#### [GIVEN PROBLEM 1]
Using the forum thread about the WF-8955 power center, answer these questions:
(a) What output voltage did the inverter show when first hooked up on the bench?
(b) Which two capacitors were replaced after the first one?
(c) At what load does the fan run fully, according to the reply on fan control?
#### [GIVEN PROBLEM 2]
Write out the passage of the forum thread about the WF-8955 power center between "given the somewhat" and "off at 3 amps.", inclusive.

# Wf-8955 Power Center Main Board Assembly Component Problem



## arotundo (Jan 2, 2011)

Well the other day went into the camper and when I stepped into the camper I hear the radio turn on and off constantly. When I went to turn on a light it was barely on. Knew something was wrong with the inverter since it was hooked up to the house and battery was in disconnect. I took the inverter part out and took it to work to take a look at it and when I hooked it up on our bench, the output was 10.3V. Started to look around and then noticed that a capacitor(think C27) had a bulge and was starting to leak on top. Luckily where I work we have a wide assortment of electronic parts and we had the same rated capacitor (25V 220uF). I replaced that and the inverter worked, but I noticed that the fan wasn't working.









Then started to look around and saw a few other components bad 2 capacitors and a missing resistor(R32 Red circle). I replaced the two bad caps(C22 & C23 Green circle) but with the resistor missing I don't know the rating. I've looked all around on the internet and have not seen any that I could see.









I also cleaned up some of the corrosion that was on a few components. If anyone has this model if they could take a picture of that area I would appreciate it! Hate to spend $140 or more on a .50 cent part!


----------



## KTMRacer (Jun 28, 2010)

given the somewhat questionable quality/reliability of the WFCO unit, it might be time to drop in a PD replacement converter section. I have a WFCO power section in the attic, give me a day or so and I'll take a look. I'll bet the resistor isn't "missing" it was just not used in the model you have. Fan normally doesn't come on until the temp of the unit rises.


----------



## CamperAndy (Aug 26, 2004)

The fan control is load based, on full at 15 amps and off at 3 amps.


----------



## arotundo (Jan 2, 2011)

KTMRacer said:


> I'll bet the resistor isn't "missing" it was just not used in the model you have. Fan normally doesn't come on until the temp of the unit rises.


Thanks! The leads are still soldered where the resistor was, that's what makes me believe there was one there. The unit works right now just like to know what was there.

#### [GIVEN DATA]
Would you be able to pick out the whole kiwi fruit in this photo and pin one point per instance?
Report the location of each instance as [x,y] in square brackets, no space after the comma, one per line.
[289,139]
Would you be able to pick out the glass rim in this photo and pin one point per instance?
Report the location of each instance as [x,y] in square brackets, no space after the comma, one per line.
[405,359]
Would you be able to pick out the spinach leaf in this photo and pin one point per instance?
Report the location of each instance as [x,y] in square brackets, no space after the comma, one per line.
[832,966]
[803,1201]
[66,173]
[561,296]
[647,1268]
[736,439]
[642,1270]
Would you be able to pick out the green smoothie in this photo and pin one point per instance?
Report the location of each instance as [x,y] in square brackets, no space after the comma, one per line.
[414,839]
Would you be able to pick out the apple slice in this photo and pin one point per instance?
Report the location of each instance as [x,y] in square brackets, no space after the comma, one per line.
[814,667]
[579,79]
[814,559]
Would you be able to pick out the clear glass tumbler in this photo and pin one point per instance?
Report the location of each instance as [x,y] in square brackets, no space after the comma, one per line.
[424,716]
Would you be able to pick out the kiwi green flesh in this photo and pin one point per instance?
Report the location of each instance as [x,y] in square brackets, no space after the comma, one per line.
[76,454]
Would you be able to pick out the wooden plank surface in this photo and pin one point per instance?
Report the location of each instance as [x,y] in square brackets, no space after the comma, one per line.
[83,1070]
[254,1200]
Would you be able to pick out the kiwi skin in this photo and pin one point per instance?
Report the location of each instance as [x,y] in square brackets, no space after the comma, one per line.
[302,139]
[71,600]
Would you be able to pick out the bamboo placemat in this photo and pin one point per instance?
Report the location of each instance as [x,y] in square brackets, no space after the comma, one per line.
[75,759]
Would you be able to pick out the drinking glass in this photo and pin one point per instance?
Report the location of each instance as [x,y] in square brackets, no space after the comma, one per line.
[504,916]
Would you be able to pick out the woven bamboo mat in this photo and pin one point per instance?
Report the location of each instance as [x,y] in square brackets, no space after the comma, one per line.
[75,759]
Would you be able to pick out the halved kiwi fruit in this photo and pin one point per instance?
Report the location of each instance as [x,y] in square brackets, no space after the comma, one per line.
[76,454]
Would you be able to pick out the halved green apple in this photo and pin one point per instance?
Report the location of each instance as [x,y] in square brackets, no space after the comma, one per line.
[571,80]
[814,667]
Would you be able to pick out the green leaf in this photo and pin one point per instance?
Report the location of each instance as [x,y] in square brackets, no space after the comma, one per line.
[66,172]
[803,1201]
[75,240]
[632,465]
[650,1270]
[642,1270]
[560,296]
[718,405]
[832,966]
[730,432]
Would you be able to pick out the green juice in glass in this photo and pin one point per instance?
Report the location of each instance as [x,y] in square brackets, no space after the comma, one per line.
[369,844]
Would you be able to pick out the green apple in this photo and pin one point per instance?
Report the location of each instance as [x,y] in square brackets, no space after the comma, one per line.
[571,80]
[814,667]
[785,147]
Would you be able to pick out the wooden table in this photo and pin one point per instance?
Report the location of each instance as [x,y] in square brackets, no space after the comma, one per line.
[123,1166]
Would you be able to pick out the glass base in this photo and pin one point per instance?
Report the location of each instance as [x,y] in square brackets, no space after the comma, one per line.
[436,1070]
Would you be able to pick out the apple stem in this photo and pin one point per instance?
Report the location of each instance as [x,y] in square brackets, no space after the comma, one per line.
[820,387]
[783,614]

#### [WORKED ANSWER 1]
(a) 10.3V
(b) C22 and C23
(c) 15 amps

#### [WORKED ANSWER 2]
given the somewhat questionable quality/reliability of the WFCO unit, it might be time to drop in a PD replacement converter section. I have a WFCO power section in the attic, give me a day or so and I'll take a look. I'll bet the resistor isn't "missing" it was just not used in the model you have. Fan normally doesn't come on until the temp of the unit rises.


----------



## CamperAndy (Aug 26, 2004)

The fan control is load based, on full at 15 amps and off at 3 amps.